Problems to solve:
a) Reproduce everything in the R tutorial from "Cool! You created" down to "contains missing values?", word for word.
b) Write the next part of the tutorial on writing R functions, starting after its last sentence.

Text segment:

>>

R Intermediate

This will cover more intermediate R programming such as creating functions and for loops.

Save your empty script somewhere on your computer

Creating Your Own Functions

Even if you do not want to get too proficient in R, it can be a good idea to know how to create your own function. It also helps you better understand how functions actually work.

We are going to create a function that calculates an average of values.

To define a function you use the function() and assign the output of function() to an object, which becomes the name of the function. For instance,

function_name <- function() {
  
}

This is a blank function so it is useless. Before we put stuff inside of a function let’s work out the steps to calculate an average.

Let’s say we have an array a that has 10 elements

a <- c(1,7,4,3,8,8,7,9,2,4)
a
 [1] 1 7 4 3 8 8 7 9 2 4

To calculate an average we want to take the sum of all the values in a and divide it by the number of elements in a. To do this we can use the sum() and length() functions.

sum(a)
[1] 53
length(a)
[1] 10
sum(a)/length(a)
[1] 5.3

Easy! So now we can just put this into a function.

average <- function(x) {
  avg <- sum(x)/length(x)
  return(avg)
}

When creating a function, you need to specify what input arguments the function is able to take. Here were are specifying the argument x. You can use whatever letter or string of letters you want, but a common notation is to use x for the object that is going to be evaluated by the function. Then, inside the function we use the same letter x to calculate the sum() and length() of x. What this means is that Arguments specified in a function become objects (or variables) passed inside the function

You can create new objects inside a function. For instance we are creating an object, avg. However, these objects are created only inside the environment of the function. You cannot use those objects outside the function and they will not appear in your Environment window. To pass the value of an object outside of the function, you need to specify what you want to return() or what is the output of the function. In this case it is the object avg that we created inside the function.

Let’s see the function in action

average(a)
[1] 5.3

Cool! You created your first function. Because the function only takes one argument x it knows that whatever object we specify in average() is the object we want to evaluate.

But what if our vector contains missing values?

<<

Data supplied:

>>

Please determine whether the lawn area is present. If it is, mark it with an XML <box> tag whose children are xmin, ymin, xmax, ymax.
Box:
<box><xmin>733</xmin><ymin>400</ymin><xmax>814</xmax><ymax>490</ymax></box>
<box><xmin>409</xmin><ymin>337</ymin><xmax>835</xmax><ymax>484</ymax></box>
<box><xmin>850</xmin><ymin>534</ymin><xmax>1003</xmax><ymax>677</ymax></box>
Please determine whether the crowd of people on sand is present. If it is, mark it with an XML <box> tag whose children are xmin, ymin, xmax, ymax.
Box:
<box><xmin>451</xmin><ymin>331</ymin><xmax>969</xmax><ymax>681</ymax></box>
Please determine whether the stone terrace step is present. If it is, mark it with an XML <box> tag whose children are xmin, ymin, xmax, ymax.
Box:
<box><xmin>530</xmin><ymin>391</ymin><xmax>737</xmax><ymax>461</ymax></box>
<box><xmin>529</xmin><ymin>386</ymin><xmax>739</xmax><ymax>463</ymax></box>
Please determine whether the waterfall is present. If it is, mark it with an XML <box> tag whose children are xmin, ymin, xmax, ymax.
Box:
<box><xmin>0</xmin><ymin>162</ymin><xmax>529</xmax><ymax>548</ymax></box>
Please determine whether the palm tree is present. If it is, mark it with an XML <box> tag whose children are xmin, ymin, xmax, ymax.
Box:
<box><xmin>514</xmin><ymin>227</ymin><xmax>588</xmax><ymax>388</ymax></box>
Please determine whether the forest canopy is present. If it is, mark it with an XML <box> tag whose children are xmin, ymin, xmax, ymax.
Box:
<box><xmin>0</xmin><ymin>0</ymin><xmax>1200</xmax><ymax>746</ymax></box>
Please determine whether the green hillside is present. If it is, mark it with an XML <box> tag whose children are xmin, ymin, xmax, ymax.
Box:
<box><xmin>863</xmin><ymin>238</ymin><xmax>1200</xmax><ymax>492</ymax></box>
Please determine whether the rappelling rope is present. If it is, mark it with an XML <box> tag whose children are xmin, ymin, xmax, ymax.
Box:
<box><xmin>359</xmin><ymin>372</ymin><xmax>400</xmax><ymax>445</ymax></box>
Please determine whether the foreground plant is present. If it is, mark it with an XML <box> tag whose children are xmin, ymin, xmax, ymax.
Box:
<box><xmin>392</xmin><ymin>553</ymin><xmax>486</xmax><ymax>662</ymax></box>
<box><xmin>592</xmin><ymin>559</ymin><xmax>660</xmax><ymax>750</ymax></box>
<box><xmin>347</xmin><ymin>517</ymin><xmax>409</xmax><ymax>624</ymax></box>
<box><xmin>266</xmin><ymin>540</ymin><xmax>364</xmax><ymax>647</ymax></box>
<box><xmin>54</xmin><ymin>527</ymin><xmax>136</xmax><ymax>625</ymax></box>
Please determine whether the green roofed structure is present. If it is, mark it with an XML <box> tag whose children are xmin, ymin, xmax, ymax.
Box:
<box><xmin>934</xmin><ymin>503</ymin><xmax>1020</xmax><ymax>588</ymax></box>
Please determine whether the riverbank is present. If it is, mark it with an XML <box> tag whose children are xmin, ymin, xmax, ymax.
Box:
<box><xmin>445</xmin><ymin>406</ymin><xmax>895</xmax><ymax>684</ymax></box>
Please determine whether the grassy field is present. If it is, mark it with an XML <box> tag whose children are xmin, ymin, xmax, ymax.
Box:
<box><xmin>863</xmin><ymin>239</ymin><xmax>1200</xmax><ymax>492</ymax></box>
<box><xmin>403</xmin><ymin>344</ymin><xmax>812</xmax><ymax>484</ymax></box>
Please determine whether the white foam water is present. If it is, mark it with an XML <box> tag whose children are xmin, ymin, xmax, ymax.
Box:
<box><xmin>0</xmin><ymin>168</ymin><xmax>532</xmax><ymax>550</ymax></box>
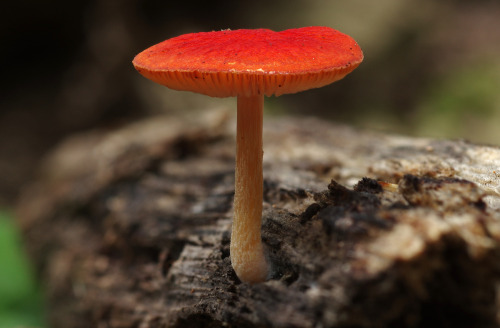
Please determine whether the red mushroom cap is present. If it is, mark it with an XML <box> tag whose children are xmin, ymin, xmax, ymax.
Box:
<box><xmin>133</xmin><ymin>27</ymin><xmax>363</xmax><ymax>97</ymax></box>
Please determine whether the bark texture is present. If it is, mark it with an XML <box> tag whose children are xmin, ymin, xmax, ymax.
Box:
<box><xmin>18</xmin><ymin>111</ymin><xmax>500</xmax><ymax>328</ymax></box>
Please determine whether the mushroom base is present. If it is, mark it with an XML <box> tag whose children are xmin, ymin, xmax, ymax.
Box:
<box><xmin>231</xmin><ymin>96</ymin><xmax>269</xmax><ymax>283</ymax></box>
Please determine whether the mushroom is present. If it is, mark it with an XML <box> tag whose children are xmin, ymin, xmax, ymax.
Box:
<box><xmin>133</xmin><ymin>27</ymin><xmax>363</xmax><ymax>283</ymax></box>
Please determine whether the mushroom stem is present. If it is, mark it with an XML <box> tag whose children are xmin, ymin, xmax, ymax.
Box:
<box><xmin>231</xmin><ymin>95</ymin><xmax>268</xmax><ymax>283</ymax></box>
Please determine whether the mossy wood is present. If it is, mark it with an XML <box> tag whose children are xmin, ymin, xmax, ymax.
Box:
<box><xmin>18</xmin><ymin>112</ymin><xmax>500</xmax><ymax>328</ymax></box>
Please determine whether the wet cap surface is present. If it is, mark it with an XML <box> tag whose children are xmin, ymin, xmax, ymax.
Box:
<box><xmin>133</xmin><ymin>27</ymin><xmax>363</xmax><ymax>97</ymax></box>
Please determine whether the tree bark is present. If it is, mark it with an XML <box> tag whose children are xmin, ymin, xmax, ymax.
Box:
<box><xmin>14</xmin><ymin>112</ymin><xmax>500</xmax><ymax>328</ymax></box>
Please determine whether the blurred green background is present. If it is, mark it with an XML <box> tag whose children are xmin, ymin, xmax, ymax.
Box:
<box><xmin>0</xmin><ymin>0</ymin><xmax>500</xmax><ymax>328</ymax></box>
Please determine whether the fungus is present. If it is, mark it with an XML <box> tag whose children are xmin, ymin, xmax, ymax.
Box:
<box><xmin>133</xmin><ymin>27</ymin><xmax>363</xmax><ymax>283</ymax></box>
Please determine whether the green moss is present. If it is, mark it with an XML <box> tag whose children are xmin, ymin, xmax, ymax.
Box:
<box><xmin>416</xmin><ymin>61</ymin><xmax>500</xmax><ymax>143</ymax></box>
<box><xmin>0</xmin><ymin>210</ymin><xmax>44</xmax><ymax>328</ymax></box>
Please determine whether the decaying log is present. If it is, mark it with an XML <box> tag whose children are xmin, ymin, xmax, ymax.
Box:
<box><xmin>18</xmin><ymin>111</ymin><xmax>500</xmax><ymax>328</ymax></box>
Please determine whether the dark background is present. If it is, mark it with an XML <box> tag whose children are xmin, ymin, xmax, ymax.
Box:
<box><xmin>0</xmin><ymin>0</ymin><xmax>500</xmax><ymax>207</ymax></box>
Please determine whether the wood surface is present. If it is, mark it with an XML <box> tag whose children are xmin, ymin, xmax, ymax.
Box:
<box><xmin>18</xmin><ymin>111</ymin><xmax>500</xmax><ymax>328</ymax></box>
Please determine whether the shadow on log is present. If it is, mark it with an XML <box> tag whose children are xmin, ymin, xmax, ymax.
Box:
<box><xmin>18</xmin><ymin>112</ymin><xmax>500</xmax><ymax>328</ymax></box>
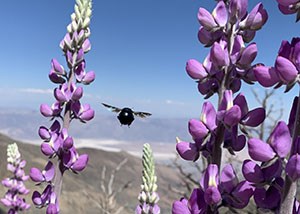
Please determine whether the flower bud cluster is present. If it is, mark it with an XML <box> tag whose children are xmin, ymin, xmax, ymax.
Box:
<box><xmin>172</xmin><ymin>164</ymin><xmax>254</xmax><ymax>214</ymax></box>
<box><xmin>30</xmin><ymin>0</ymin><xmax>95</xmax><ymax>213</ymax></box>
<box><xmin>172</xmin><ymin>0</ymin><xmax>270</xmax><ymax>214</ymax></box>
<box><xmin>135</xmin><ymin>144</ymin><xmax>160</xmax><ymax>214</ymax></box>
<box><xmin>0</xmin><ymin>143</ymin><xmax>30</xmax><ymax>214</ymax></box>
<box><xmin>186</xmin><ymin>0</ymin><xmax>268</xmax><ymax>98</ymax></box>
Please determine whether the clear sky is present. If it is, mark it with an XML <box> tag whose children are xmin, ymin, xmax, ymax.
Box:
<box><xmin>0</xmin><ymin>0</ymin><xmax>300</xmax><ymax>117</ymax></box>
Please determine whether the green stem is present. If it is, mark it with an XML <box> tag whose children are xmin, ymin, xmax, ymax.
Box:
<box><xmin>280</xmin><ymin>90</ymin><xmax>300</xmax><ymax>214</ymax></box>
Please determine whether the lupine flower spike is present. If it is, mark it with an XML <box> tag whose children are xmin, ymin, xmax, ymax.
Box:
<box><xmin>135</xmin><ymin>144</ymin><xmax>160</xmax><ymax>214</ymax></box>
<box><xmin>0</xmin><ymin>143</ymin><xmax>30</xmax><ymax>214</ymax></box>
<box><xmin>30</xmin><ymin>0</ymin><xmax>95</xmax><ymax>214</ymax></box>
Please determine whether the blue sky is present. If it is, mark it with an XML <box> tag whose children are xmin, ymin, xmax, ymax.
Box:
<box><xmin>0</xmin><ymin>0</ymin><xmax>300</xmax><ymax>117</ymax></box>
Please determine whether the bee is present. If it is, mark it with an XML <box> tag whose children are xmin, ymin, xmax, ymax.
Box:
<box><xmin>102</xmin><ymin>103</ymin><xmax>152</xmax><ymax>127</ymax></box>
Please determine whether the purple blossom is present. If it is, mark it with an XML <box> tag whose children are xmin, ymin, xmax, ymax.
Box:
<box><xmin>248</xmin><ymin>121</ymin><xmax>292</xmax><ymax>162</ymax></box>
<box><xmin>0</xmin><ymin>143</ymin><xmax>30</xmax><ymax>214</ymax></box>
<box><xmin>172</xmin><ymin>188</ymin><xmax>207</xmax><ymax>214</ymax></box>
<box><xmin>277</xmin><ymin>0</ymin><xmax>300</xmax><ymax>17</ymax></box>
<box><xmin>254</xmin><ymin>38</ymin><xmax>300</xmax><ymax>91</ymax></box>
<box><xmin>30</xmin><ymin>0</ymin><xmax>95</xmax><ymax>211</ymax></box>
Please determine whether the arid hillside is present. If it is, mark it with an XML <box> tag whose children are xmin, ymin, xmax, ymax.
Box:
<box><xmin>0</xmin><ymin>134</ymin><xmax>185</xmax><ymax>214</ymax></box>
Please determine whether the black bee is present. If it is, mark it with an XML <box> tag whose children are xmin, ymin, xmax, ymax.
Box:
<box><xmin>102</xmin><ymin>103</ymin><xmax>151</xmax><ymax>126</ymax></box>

<<

Task-by-task answers:
a)
Cool! You created your first function. Because the function only takes one argument x it knows that whatever object we specify in average() is the object we want to evaluate.

But what if our vector contains missing values?

b)
b <- c(1,NA,4,2,7,NA,8,4,9,3)
average(b)
[1] NA

Uh oh. Here the vector b contains two missing values and the function average(b) returns NA. This is because in our function we use the function sum() without specifying to ignore missing values. If you type in the console ?sum you will see that there is an argument to specify whether missing values should be removed or not. The default value of this argument is FALSE so if we want to remove the missing values we need to specify na.rm = TRUE.

It is a good idea to make your functions as flexible as possible. Allow the user to decide what they want to happen. For instance, it might be the case that the user wants a value of NA returned when a vector contains missing values. So we can add an argument to our average() function that allows the user to decide what they want to happen; ignore missing values or return NA if missing values are present.

Let’s label this argument na.ignore. We could label it na.rm like the sum() function but for the sake of this Tutorial I want you to learn that you can label these arguments however you want, it is arbitrary. The label should make sense however.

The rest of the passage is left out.